### TASK DIRECTIONS
Only one stretch of the listing below is wanted. Give it again exactly, from the line with "box: [0, 0, 118, 80]" through the line with "negative clicks: (50, 66)".

### SOURCE RECORDS
::::::::::

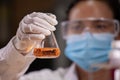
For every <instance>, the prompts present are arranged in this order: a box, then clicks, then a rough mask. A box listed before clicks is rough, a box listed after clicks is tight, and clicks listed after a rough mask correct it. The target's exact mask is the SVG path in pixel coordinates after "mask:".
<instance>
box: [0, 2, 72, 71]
mask: <svg viewBox="0 0 120 80" xmlns="http://www.w3.org/2000/svg"><path fill="white" fill-rule="evenodd" d="M71 2H72V0H0V48H2V47H4V46H5V45H6V44H7V43H8V42H9V40H10V39H11V38H12V37H13V36H15V34H16V31H17V28H18V25H19V22H20V21H21V19H22V18H23V17H24V16H25V15H27V14H30V13H32V12H45V13H46V12H47V13H53V14H55V15H56V16H57V20H58V21H59V24H58V25H57V26H56V27H57V30H56V31H55V36H56V39H57V42H58V45H59V47H60V49H61V55H60V57H59V58H56V59H36V60H35V61H34V62H33V63H32V64H31V66H30V68H29V69H28V71H27V72H26V73H28V72H30V71H35V70H40V69H43V68H50V69H53V70H54V69H56V68H58V67H68V66H69V65H70V62H69V61H68V59H67V58H66V57H65V56H64V54H63V50H64V49H63V48H64V46H65V45H64V41H63V40H62V37H61V34H60V22H61V21H62V20H64V19H65V16H66V14H65V11H66V9H67V7H68V5H69V3H71Z"/></svg>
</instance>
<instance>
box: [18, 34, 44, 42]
mask: <svg viewBox="0 0 120 80" xmlns="http://www.w3.org/2000/svg"><path fill="white" fill-rule="evenodd" d="M44 38H45V35H44V34H24V33H22V35H21V36H20V35H19V39H20V40H23V41H24V40H25V41H27V40H34V41H41V40H43V39H44Z"/></svg>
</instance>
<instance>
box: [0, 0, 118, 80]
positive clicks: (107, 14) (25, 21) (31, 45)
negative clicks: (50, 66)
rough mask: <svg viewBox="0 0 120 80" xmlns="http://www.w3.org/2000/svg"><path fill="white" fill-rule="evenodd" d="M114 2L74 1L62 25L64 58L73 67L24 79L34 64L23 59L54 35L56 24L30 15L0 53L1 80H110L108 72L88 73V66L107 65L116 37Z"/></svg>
mask: <svg viewBox="0 0 120 80" xmlns="http://www.w3.org/2000/svg"><path fill="white" fill-rule="evenodd" d="M114 2H116V4H118V0H77V1H75V3H74V4H72V6H71V7H70V9H69V10H68V18H67V20H68V21H65V22H63V23H62V29H63V34H64V35H63V37H64V39H65V40H66V48H65V55H66V56H67V57H68V58H69V59H70V60H71V61H73V64H72V65H71V66H70V67H69V68H66V69H63V68H58V69H57V70H55V71H52V70H50V69H44V70H40V71H35V72H31V73H29V74H26V75H23V74H24V73H25V71H26V70H27V69H28V68H29V66H30V64H31V63H32V62H33V61H34V60H35V58H33V57H26V56H27V55H29V54H31V53H32V52H33V49H34V47H36V46H39V47H41V45H37V44H36V43H37V42H38V41H39V42H41V41H42V40H43V39H44V38H45V37H46V36H47V35H50V34H51V31H55V30H56V28H55V27H54V26H55V25H56V24H57V23H58V22H57V20H56V16H55V15H53V14H50V13H41V12H33V13H31V14H28V15H27V16H25V17H24V18H23V19H22V20H21V22H20V24H19V28H18V30H17V32H16V35H15V36H14V37H13V38H12V39H11V40H10V42H9V43H8V45H6V46H5V47H4V48H2V49H0V80H88V79H89V78H90V77H91V76H90V75H92V78H93V80H113V78H112V75H111V74H112V71H111V70H109V69H103V68H101V69H100V68H96V67H95V68H92V69H91V65H92V64H94V63H103V62H106V61H108V53H109V51H110V49H111V47H110V46H111V43H112V41H113V40H114V38H115V37H117V36H118V34H119V30H118V29H119V22H118V20H119V13H118V12H117V11H119V7H117V6H118V5H116V4H115V6H113V7H117V8H113V7H112V6H111V5H113V3H114ZM109 3H111V5H110V4H109ZM116 19H118V20H116ZM117 62H119V61H117ZM90 73H92V74H90Z"/></svg>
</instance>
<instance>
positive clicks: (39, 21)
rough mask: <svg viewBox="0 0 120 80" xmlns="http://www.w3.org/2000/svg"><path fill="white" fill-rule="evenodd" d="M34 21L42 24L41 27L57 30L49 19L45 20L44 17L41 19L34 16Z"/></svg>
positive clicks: (49, 29) (33, 18) (39, 24)
mask: <svg viewBox="0 0 120 80" xmlns="http://www.w3.org/2000/svg"><path fill="white" fill-rule="evenodd" d="M33 23H34V24H36V25H38V26H40V27H43V28H45V29H48V30H50V31H55V30H56V28H55V27H54V26H52V25H50V24H49V23H48V22H47V21H45V20H43V19H40V18H38V17H34V18H33Z"/></svg>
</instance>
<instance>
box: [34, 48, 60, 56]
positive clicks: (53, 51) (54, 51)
mask: <svg viewBox="0 0 120 80" xmlns="http://www.w3.org/2000/svg"><path fill="white" fill-rule="evenodd" d="M59 55H60V49H59V48H35V49H34V56H36V57H37V58H56V57H58V56H59Z"/></svg>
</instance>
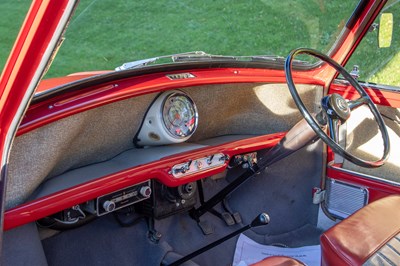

::::::::::

### EXERCISE RESULT
box: [0, 0, 118, 80]
positive clicks: (107, 14) (25, 21) (31, 45)
negative clicks: (50, 66)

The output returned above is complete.